Excerpted text:
* BEGIN *
Image courtesy mattharvey1 via Flickr
Image courtesy mattharvey1 via Flickr
The first thing you notice about Switzerland’s largest city – Zurich – is that, by comparison, every other city in the world looks worn-down and raggedy. The whole place smacks of affluence, from the clean comfort of the airport to the understated high-end street fashion (even old people rocked dark denim and leather jackets by somebody famous). In Zurich, they riyotch, beyotch.
Early industrialization and the development of banking services (a business not exactly pure as Alpine snow) helped the Swiss obtain one of the highest per capita standards of living in the world. Food and clothing in Zurich aren’t necessarily the cheapest, but public services and infrastructure are top-notch. I flew into a world-class airport on a world-class airline, hopped a train to the main station, where I met up with my CouchSurfing host (Björn – Swedish name, Swiss dude) for some lunch-time Thai, then took a sleek and efficient tram to within a block of his apartment.
I rested a bit from the 12-hour flight until Björn got home from work and we hit the streets of Zurich just as the sun dipped behind the Alps to the west. We walked around the old town, and I marveled at how multicultural the place actually is (I encountered Brazilians, Eritreans, Sri Lankans…), in spite of murmurings about Swiss xenophobia. It was strangely comforting to be in a place surrounded so completely by mountains; I’d lived in Bogotá, which sits on a high plateau surrounded by the Andes, but with 8 million people, comforting is the last word I’d use to describe the Colombian capital.
* END *
Supplied records:
* BEGIN *
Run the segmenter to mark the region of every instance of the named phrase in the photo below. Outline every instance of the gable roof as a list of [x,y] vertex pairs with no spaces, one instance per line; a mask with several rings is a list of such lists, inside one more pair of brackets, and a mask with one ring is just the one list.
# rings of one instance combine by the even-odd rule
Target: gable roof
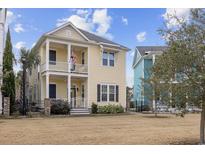
[[[157,53],[164,52],[167,49],[167,46],[137,46],[135,49],[135,55],[133,59],[132,67],[135,67],[137,63],[146,55],[146,52]],[[137,61],[137,53],[140,54],[140,59]]]
[[[118,43],[115,43],[113,41],[110,41],[106,38],[103,38],[101,36],[98,36],[98,35],[95,35],[93,33],[90,33],[88,31],[85,31],[85,30],[82,30],[80,28],[77,28],[75,25],[73,25],[71,22],[67,22],[57,28],[55,28],[54,30],[52,31],[49,31],[47,33],[45,33],[41,38],[45,37],[45,36],[49,36],[50,34],[58,31],[58,30],[61,30],[67,26],[71,26],[74,30],[76,30],[86,41],[90,42],[90,43],[96,43],[97,45],[102,45],[102,46],[105,46],[105,47],[115,47],[115,48],[121,48],[121,49],[124,49],[126,51],[129,51],[130,49],[123,46],[123,45],[120,45]],[[39,39],[38,42],[40,42],[41,38]],[[38,44],[38,43],[37,43]]]
[[104,37],[101,37],[101,36],[98,36],[96,34],[90,33],[88,31],[82,30],[80,28],[78,28],[78,30],[80,30],[89,40],[95,41],[97,43],[102,43],[102,44],[107,44],[107,45],[110,44],[110,45],[115,45],[115,46],[126,48],[125,46],[120,45],[118,43],[115,43],[113,41],[110,41],[110,40],[108,40]]

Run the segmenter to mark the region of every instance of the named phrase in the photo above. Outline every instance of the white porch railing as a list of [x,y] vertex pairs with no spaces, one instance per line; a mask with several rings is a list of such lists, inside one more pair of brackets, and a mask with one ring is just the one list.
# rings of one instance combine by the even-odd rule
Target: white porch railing
[[[68,63],[67,62],[58,62],[58,61],[49,61],[49,70],[51,71],[63,71],[68,72]],[[46,63],[41,64],[41,72],[46,70]],[[71,73],[88,73],[87,64],[72,64],[70,63],[70,72]]]
[[87,108],[87,99],[82,97],[71,98],[71,108]]
[[49,61],[49,70],[51,71],[68,71],[67,62]]
[[70,71],[72,73],[88,73],[88,66],[86,64],[70,63]]

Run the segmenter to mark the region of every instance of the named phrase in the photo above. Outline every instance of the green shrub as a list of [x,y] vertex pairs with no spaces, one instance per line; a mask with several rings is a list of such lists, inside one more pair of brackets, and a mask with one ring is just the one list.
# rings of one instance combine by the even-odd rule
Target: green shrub
[[98,105],[97,104],[92,103],[91,108],[92,108],[92,113],[93,114],[97,114],[98,113]]
[[55,100],[51,101],[51,114],[69,114],[70,107],[67,101]]
[[121,105],[104,105],[98,107],[98,113],[107,113],[107,114],[115,114],[115,113],[123,113],[124,108]]

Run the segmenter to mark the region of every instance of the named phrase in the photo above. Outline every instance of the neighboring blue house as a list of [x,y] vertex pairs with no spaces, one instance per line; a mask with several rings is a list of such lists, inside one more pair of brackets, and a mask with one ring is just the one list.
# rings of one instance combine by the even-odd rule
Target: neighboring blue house
[[[155,57],[161,55],[166,49],[165,46],[137,46],[133,60],[134,69],[134,102],[138,111],[144,107],[152,108],[153,101],[148,99],[144,94],[150,93],[150,88],[143,84],[142,79],[150,77],[150,68],[155,62]],[[149,90],[149,91],[148,91]]]

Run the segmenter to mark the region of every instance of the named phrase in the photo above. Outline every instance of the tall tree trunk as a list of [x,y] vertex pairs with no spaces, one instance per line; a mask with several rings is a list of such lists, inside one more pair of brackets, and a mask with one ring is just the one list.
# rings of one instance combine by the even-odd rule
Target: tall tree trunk
[[204,127],[205,126],[205,104],[202,104],[201,122],[200,122],[200,144],[204,144]]

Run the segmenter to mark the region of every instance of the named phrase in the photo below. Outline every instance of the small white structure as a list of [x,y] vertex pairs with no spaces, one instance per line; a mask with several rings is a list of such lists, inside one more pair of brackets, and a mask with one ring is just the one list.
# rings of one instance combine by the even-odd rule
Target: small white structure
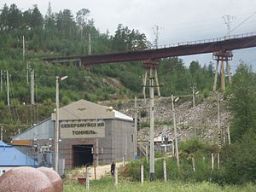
* END *
Exercise requirements:
- A) In the Zurich travel piece, how long was the flight the writer rested from?
- B) Copy the Zurich travel piece from "Early industrialization and" up to and including "of his apartment.", swapping "top-notch" for "first-rate".

Problem solutions:
- A) 12 hours

- B)
Early industrialization and the development of banking services (a business not exactly pure as Alpine snow) helped the Swiss obtain one of the highest per capita standards of living in the world. Food and clothing in Zurich aren’t necessarily the cheapest, but public services and infrastructure are first-rate. I flew into a world-class airport on a world-class airline, hopped a train to the main station, where I met up with my CouchSurfing host (Björn – Swedish name, Swiss dude) for some lunch-time Thai, then took a sleek and efficient tram to within a block of his apartment.